Prompt: Please restate every record below word for word and skip the pictures.

Supplied entries:
Segment Open
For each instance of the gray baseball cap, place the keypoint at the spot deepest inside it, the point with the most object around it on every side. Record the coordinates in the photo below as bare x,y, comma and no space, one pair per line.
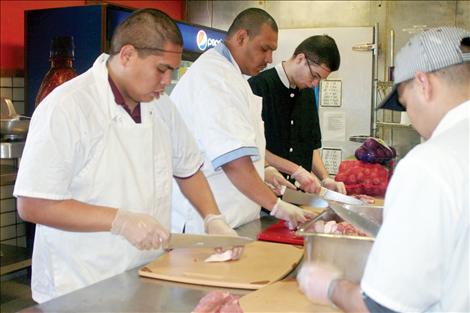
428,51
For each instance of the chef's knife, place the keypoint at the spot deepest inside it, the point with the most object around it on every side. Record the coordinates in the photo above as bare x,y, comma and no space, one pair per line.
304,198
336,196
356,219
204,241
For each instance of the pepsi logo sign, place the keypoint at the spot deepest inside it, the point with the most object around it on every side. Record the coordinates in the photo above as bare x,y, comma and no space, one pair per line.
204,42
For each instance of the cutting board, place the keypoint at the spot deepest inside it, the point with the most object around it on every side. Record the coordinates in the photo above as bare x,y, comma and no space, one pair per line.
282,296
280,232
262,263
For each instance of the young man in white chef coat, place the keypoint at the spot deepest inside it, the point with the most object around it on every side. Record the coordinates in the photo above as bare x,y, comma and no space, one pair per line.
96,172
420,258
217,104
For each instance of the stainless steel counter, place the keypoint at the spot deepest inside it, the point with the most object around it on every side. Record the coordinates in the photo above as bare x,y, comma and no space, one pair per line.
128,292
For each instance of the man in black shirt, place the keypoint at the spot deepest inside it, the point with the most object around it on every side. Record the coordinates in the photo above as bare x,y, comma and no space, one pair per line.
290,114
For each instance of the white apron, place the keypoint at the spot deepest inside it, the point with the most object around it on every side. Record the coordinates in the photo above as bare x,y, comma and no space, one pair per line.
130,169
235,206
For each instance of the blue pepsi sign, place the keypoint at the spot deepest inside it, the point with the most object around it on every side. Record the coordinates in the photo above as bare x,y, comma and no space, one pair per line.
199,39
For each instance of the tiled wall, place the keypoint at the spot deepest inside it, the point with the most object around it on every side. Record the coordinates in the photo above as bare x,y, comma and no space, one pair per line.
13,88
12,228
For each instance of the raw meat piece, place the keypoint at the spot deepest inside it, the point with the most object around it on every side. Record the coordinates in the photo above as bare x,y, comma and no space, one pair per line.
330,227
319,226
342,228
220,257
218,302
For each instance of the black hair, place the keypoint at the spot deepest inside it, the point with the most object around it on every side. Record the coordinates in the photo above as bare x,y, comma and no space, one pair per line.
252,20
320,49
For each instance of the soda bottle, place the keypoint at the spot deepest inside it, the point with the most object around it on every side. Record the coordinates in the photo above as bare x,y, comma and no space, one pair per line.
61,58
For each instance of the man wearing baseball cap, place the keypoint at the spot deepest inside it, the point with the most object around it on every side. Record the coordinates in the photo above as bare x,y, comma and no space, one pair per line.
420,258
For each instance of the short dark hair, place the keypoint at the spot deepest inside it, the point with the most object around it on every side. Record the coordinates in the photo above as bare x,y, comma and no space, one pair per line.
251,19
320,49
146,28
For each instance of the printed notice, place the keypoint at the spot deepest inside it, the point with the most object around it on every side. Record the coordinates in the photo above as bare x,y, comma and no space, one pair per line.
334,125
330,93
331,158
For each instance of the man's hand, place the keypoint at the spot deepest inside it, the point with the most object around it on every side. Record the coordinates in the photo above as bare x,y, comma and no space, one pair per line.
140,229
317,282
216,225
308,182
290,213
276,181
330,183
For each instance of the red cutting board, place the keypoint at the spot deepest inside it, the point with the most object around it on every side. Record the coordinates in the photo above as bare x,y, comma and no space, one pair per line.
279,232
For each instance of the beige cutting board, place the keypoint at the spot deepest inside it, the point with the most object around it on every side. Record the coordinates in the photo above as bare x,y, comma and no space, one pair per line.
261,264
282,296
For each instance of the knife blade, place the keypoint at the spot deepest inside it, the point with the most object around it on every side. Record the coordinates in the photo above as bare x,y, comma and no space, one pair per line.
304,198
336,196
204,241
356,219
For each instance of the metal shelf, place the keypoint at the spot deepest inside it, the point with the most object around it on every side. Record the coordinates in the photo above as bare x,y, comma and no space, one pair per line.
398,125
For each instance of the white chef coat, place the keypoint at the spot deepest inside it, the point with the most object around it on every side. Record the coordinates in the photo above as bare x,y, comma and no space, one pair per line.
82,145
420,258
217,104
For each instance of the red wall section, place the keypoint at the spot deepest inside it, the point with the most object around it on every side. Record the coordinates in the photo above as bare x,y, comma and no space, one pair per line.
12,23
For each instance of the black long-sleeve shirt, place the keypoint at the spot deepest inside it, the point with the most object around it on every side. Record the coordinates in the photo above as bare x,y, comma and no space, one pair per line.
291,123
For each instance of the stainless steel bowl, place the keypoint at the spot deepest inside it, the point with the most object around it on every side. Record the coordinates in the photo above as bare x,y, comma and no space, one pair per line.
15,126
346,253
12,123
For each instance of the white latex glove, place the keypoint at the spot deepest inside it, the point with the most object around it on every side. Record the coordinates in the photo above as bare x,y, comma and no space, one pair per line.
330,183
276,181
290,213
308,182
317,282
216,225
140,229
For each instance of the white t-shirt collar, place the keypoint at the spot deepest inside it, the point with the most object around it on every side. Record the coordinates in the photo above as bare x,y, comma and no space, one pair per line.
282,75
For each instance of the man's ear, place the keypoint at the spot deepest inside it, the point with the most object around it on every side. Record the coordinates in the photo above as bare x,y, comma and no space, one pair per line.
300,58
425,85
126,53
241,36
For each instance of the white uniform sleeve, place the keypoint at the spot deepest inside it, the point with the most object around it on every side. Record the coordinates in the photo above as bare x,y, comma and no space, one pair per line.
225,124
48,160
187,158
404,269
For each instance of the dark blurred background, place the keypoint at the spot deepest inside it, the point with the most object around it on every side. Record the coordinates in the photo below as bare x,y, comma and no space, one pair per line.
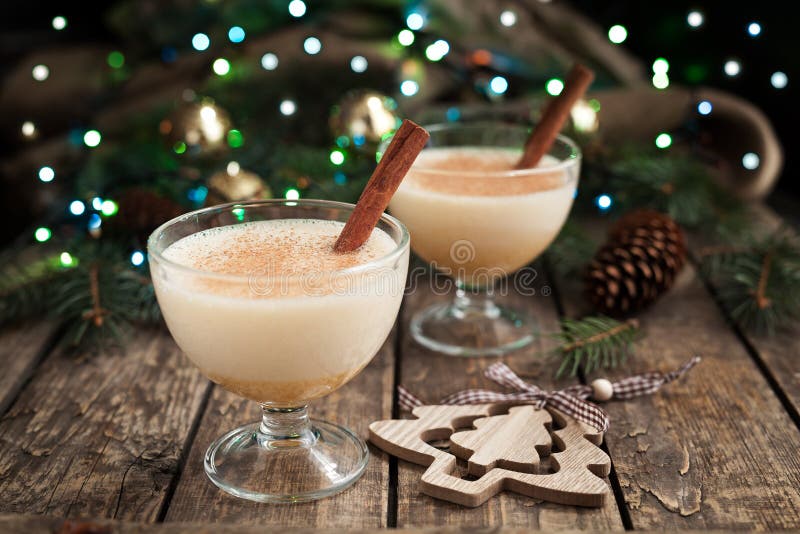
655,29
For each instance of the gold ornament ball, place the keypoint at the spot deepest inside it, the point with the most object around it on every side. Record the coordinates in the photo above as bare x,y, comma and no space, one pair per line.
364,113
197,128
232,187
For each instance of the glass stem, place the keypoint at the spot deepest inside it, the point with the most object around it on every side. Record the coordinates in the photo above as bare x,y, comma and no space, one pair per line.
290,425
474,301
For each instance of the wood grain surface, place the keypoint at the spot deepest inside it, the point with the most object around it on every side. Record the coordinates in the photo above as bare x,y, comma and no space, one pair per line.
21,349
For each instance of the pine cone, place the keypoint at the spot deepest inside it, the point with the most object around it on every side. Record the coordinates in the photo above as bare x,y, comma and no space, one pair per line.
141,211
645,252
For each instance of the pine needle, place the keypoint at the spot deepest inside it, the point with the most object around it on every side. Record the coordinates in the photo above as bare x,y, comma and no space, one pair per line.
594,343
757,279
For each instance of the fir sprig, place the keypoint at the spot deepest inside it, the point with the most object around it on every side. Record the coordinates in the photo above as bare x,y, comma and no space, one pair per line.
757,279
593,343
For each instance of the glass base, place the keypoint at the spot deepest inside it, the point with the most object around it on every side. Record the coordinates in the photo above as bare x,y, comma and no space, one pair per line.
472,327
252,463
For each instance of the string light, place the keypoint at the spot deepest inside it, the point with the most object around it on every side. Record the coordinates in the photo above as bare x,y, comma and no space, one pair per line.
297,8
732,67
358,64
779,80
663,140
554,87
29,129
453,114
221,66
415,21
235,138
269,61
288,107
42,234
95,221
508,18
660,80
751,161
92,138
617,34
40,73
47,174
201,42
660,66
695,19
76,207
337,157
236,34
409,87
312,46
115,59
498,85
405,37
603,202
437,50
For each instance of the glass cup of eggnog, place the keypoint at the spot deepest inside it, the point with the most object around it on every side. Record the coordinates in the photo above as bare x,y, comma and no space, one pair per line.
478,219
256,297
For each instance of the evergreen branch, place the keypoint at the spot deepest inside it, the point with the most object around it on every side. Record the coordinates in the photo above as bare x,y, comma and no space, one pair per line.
Segment Closed
Written solution:
For each instance of the gray baseball cap, place the keypoint at the spot deepest inside it, the point with the most object around it on every side. Record the coordinates in the photo below as bare x,y, comma and no space, one pair per line.
428,51
For each instance of the chef's knife, place the keypoint at the spot deepest inside it, the point with the most object around it on every side. Record the coordinates in the photo above as bare x,y, comma and no space, one pair per line.
304,198
336,196
356,219
204,241
For each instance of the pepsi logo sign, place the keypoint at the spot deepest inside it, the point with the most object around it on every side. Record the coordinates in the photo above as bare x,y, comma and no space, one pair per line.
204,42
For each instance of the cutting board, place the keypoint at the spot deepest inside it, the point with the most object around it on every side. Record the coordinates in the photo above as bare x,y, comma and no space, one pair per line.
282,296
280,232
262,263
For each instance of the young man in white chef coat, place the keypoint at the spot deepest inside it, the point with the most object around it on every side. Record the coordinates in the photo above as bare x,y, comma and no space, one pair per line.
96,172
420,258
217,104
For each instance of the stainless steel counter, place the keypoint at the spot deepest inside it, the point with the most object around it on every side. Record the coordinates in the photo above as bare x,y, comma and no space, one pair per line.
128,292
For each instance of the man in black shirt, place the keypoint at the spot deepest inside it, the point with the most object around it on every side. Record the coordinates in the photo above as bare x,y, comma and no space, one pair per line.
290,114
For each instance of the white apron, place the keypoint at the spot deepest inside it, the point with the most object around it on every side. Record the coordinates in the photo above as bare x,y, comma and no space, one pair per line.
130,169
235,206
For each instance of the blue pepsi sign, place the keypoint at the spot deepest inside it, the point with the most object around it on every side. Record the coordinates in the photo above as bare x,y, comma and no space, one pair per line.
199,39
For each instance of the tiled wall, place the keypoint at the spot deepest inside it, the point with the most object around it on every side. Record the coordinates in the photo above as bare x,y, comma and no space, one pair per line.
13,88
12,228
For each instance of the raw meat piece, place the keypoint at the spot deepest inside it, the point with the most object around it on every side. Record the coordinates in the photo above as bare x,y, comma and no space, one pair per line.
330,227
319,226
342,228
220,257
218,302
For each instance of the black hair, place the keypoint at the spot deepest inside it, the point with the most object around it on every side. Record the coordinates in the photo above as bare x,y, comma and no space, one pair per line.
252,20
320,49
For each instance of the soda bottle, place the keypoint at the spot deepest inside it, the point with the most object around it on every side. Record the coordinates in the photo above as bare x,y, comma and no space, one pair per line.
61,58
For each instance of the man wearing baseball cap, place the keypoint at the spot deepest inside it, the point with the most object around it on every side. Record the coordinates in the photo above as bare x,y, comma and no space, one pair per line.
420,258
For each instance of the short dark hair, place the keypoint at the spot deepest inside it, the point with the most object around it on every side. Record the coordinates in the photo above as bare x,y, comma and no space, one pair per line.
251,19
320,49
146,28
For each instance of the printed notice, place the keypoint at the spot deepest inside it, the point with the most object around it on every side. Record the coordinates in the photo above as bare x,y, comma and no space, one pair per line.
334,125
330,93
331,158
For each instance of the man's hand, place the keypoint at the spot deepest inside it, the point with the most object around it on every side. Record the coordinates in the photo above as bare x,y, comma and no space, one pair per line.
140,229
317,282
216,225
308,182
290,213
276,181
330,183
For each instance of the red cutting board, place the keypoint at the spot deepest inside it, the point with the most object around it on every side. Record the coordinates in the photo above as bare x,y, comma and no space, one pair per line.
279,232
For each instance of the beige cutting board, place the keypoint at the spot deepest inside it, the point with the most object around it on every side. Record the coordinates in the photo above as bare x,y, comma and no space, one pair per line.
261,264
282,296
For each instance of the knife blade, place the keypoint at the spot deepest inside it, the point with the most object around it on every side. Record the coordinates in the photo above as bare x,y, comma and no space, one pair per line.
304,198
336,196
204,241
356,219
For each instance of the metal shelf, place the keypoint at the spot deepest inside it, the point with the most object around it on every side. Record the coordinates in the photo above as bare x,y, comma and no space, one pair per line.
398,125
For each instance of the white chef coat, place the keypoint at the spot deepest inside it, the point with the most object around it on every side. Record the coordinates in the photo above as bare x,y, comma and no space, one pair per line.
82,145
420,258
217,104
For each instance of the red wall section, place the keypoint at the spot deepest inside it, the point with the most object around it on every side. Record the coordinates in the photo above as bare x,y, comma and no space, one pair per line.
12,23
For each instance of the black long-sleeve shirt, place the keypoint at the spot deepest inside it, the point with the most object around it on every side. Record the coordinates in the photo above as bare x,y, comma and no space, one pair per line.
291,123
For each instance of the stainless steel bowl, place the keypoint at the spot deepest inside it, the point with the most object around it on every side. Record the coordinates in the photo above as bare x,y, comma and no space, one pair per line.
15,126
346,253
12,123
For each instance of the white latex glove, place the keypoint at the spot deepest inside it, the point with the most object around it on every side. Record the coordinates in the photo above as bare x,y, comma and no space, one pair per line.
330,183
276,181
290,213
308,182
317,282
216,225
140,229
For each instance of the white t-shirt collar, place the keypoint at the spot deepest inside it, the point with the most object around it on every side. Record the coordinates in the photo above as bare x,y, comma and no space, one pair per line.
282,75
For each instance of the man's ear, place the keypoint at the spot deepest inside it, the point with the most object around it on every side. Record the coordinates in the photo above as bare x,y, comma and no space, one pair per line.
300,58
425,85
126,53
241,36
For each instance of the white uniform sleeve, place the keypoint at the spot deepest inside it, the point with the most object around it on every side. Record the coordinates in the photo above as bare x,y, comma and no space, one pair per line.
225,124
48,160
187,158
404,269
For each instance of the dark blurred background, place the keypoint at the spot deepest inside it, the point with the most object around it on every side. Record the coordinates in the photo below as bare x,y, comma and no space, one pair per line.
655,29
For each instance of the gold ornament ball, place the keypoint at the spot deepest inside it, the point with the most object around it on every side. Record the coordinates in the photo above as bare x,y, comma and no space, one pair per line.
364,113
197,128
232,187
For each instance of the glass stem, place the keypoint at the spot deepest inside it, the point with the most object around it on every side. Record the coordinates in the photo above as bare x,y, comma and no space, one pair per line.
290,425
474,301
For each instance of the wood grain surface, place the keypoint at the spot deepest inside it, the point with the most object around it on every side. Record the coordinates in the photo above as bare x,y, comma and no space, one pair per line.
21,349
For each instance of the pine cone, place the keypoint at the spot deepest inside it, the point with the most object around it on every side. Record the coordinates in the photo above as bare x,y, comma and no space, one pair per line.
141,211
645,252
For each instance of the pine needle, place the keypoint at the spot deepest inside it, the point with the most object around it on every side. Record the coordinates in the photo above as bare x,y, comma and no space, one pair per line.
594,343
757,279
For each instance of the fir sprig, place the keypoint at the spot deepest inside it, the point with the most object around it on every side. Record the coordinates in the photo above as bare x,y, comma and no space, one pair per line.
757,279
593,343
For each instance of the glass base, place the keypoint at the spot deepest inside it, the point with the most object around it on every side. Record the coordinates in the photo above as bare x,y, comma and no space, one pair per line.
472,327
252,463
For each instance of the string light, place the keypoint at the spot deepest inside it, the point with the most object around it on every side. Record the coordinates in the photo above as bare x,y, comma and no space, one pair per line.
297,8
732,67
358,64
779,80
663,140
554,87
29,129
453,114
221,66
415,21
235,138
269,61
288,107
42,234
95,221
508,18
660,80
751,161
92,138
617,34
40,73
47,174
201,42
660,66
695,19
76,207
337,157
236,34
409,87
312,46
115,59
498,85
405,37
603,202
437,50
For each instance of the glass cup of eggnog, place the keypoint at the spot deepest inside it, the point with the most object around it on every side. Record the coordinates in the photo above as bare x,y, comma and no space, one pair per line.
478,219
256,297
For each instance of the evergreen branch, place the keypoint at the spot deepest inside it, the point with the most object around it on every side. Record the coordinates in the photo above as bare x,y, comma and no space, one pair per line.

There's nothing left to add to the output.